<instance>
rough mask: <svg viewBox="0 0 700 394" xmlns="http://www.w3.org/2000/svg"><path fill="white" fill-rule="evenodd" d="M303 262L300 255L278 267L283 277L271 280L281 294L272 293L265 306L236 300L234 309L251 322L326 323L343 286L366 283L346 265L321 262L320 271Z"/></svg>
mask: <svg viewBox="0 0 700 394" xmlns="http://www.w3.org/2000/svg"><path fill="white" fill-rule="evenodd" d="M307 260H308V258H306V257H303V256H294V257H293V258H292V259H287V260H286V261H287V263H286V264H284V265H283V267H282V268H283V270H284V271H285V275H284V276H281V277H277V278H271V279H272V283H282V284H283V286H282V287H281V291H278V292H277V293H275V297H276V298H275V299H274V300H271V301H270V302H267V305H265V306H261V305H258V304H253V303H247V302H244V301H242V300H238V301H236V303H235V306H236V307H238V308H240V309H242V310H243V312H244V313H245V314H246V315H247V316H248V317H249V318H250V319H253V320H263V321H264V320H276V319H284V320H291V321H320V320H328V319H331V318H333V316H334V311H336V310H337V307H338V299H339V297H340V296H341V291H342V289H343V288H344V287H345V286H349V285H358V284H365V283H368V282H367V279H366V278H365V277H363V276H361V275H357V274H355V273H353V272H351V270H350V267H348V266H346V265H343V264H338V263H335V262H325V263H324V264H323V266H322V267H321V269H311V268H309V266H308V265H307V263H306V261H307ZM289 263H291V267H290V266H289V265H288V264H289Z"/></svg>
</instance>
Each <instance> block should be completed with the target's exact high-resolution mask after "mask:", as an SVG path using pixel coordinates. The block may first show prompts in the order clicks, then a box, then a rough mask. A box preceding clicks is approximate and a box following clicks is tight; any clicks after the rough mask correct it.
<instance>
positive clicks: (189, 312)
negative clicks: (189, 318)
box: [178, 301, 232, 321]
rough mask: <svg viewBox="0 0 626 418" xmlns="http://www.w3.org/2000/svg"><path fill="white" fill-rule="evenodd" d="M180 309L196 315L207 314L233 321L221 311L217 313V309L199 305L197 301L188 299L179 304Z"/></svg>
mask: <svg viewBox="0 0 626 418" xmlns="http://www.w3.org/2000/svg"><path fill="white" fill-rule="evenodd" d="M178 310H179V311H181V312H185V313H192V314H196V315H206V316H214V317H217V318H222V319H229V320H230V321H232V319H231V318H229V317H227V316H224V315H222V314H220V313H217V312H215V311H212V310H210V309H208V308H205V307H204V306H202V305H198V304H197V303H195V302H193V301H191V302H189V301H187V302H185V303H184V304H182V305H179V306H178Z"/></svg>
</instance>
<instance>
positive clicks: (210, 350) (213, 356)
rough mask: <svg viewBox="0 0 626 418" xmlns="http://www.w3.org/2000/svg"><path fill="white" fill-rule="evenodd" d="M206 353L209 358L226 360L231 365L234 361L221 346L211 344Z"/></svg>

PROBLEM DESCRIPTION:
Note down each line above where the word "positive" occurs.

TASK RESULT:
positive clicks: (189, 312)
positive clicks: (210, 350) (213, 356)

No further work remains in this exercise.